• Required action: Extract every line of the data below that contains the string "positive".

[Stored records]
- Opening Delimiter -
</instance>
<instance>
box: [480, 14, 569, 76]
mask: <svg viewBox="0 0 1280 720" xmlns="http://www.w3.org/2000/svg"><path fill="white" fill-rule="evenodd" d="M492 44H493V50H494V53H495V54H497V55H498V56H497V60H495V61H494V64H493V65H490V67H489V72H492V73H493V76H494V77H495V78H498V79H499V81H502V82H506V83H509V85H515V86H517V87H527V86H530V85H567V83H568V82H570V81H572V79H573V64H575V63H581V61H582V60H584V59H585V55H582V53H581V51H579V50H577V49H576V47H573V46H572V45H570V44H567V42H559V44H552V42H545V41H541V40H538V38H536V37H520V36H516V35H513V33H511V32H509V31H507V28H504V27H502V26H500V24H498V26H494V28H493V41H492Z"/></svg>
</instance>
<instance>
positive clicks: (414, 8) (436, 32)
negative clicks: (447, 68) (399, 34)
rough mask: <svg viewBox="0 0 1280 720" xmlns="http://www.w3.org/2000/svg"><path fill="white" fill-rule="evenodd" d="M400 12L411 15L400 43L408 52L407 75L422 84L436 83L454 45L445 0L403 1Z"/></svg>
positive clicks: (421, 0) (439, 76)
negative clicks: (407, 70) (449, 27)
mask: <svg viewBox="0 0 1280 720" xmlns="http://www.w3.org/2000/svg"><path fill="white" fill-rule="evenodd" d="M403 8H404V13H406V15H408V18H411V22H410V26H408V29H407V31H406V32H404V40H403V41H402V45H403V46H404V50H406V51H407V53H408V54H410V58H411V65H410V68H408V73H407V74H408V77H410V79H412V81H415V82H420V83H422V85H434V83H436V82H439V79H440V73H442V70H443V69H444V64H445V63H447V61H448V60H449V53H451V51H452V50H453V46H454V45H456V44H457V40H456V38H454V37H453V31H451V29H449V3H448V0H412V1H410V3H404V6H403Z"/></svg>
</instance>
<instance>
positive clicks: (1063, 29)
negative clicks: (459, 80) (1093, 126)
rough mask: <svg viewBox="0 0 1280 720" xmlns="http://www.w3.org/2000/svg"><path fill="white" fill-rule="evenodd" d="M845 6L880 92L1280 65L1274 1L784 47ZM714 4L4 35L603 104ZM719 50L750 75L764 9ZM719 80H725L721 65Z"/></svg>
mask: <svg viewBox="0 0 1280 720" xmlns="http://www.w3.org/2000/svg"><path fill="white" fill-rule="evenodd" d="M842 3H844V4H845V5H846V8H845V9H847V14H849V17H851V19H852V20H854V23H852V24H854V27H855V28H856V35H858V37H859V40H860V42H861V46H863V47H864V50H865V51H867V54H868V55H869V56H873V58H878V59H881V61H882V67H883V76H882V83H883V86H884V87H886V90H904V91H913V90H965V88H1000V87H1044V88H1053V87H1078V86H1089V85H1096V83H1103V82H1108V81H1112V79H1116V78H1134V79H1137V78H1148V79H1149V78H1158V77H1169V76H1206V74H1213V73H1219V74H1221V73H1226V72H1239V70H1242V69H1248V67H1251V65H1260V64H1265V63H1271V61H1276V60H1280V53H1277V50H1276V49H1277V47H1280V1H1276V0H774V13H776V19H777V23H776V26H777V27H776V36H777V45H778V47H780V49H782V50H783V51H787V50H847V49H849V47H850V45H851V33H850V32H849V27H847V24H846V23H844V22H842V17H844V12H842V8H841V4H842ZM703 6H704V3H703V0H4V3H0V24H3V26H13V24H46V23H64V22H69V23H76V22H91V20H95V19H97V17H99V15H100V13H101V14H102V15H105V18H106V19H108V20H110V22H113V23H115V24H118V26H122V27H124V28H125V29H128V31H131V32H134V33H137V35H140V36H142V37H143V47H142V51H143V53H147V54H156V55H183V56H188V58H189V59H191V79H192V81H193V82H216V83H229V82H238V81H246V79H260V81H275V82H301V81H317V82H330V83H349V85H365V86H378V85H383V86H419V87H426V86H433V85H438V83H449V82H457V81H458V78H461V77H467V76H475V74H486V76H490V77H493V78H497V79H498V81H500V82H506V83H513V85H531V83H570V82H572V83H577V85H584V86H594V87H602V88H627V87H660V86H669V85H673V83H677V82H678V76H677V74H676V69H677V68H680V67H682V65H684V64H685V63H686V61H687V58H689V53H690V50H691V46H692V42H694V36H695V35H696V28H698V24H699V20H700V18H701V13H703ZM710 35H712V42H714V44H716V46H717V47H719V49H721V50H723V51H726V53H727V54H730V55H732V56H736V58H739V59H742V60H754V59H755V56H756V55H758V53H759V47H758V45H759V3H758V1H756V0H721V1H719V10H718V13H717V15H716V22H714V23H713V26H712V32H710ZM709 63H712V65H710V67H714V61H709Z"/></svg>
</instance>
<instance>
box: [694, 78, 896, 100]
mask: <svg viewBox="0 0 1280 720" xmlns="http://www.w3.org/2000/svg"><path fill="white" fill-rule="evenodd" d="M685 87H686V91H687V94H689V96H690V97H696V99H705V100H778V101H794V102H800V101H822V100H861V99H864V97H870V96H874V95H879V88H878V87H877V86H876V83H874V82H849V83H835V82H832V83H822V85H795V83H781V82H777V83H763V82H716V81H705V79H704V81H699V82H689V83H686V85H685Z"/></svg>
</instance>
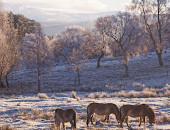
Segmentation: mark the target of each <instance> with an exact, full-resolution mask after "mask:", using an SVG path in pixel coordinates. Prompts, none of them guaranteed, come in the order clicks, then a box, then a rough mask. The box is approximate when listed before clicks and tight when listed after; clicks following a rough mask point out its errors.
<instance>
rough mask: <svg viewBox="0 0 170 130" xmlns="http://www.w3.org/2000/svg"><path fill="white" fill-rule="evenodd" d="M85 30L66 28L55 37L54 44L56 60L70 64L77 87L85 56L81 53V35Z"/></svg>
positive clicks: (81, 36)
mask: <svg viewBox="0 0 170 130" xmlns="http://www.w3.org/2000/svg"><path fill="white" fill-rule="evenodd" d="M85 32H86V31H85V29H84V28H82V27H79V26H72V27H68V28H67V29H66V30H65V31H64V32H63V33H61V34H60V35H58V36H57V37H56V42H55V44H54V55H55V57H56V58H57V59H61V58H62V59H63V60H64V61H66V62H68V63H69V64H71V66H72V68H73V69H74V70H76V73H77V77H78V85H80V70H81V65H82V64H83V63H84V62H83V60H84V58H85V54H84V53H83V52H84V51H82V48H81V46H82V43H83V35H84V33H85Z"/></svg>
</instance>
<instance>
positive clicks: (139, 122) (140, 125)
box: [139, 117, 142, 126]
mask: <svg viewBox="0 0 170 130" xmlns="http://www.w3.org/2000/svg"><path fill="white" fill-rule="evenodd" d="M141 123H142V117H140V118H139V126H141Z"/></svg>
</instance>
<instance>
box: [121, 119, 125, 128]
mask: <svg viewBox="0 0 170 130" xmlns="http://www.w3.org/2000/svg"><path fill="white" fill-rule="evenodd" d="M124 119H125V116H121V119H120V127H121V128H123V122H124Z"/></svg>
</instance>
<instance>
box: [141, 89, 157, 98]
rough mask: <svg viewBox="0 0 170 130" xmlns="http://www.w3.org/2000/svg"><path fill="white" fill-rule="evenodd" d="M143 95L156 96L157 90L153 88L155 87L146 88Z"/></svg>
mask: <svg viewBox="0 0 170 130" xmlns="http://www.w3.org/2000/svg"><path fill="white" fill-rule="evenodd" d="M141 94H142V97H147V98H148V97H156V96H157V93H156V90H155V89H153V88H144V89H143V90H142V93H141Z"/></svg>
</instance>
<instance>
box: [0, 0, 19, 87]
- Closing Delimiter -
• Written reply:
positive clicks: (414, 8) (436, 32)
positive clicks: (421, 0) (439, 76)
positive clicks: (1063, 29)
positive clicks: (81, 36)
positive clicks: (139, 122) (140, 125)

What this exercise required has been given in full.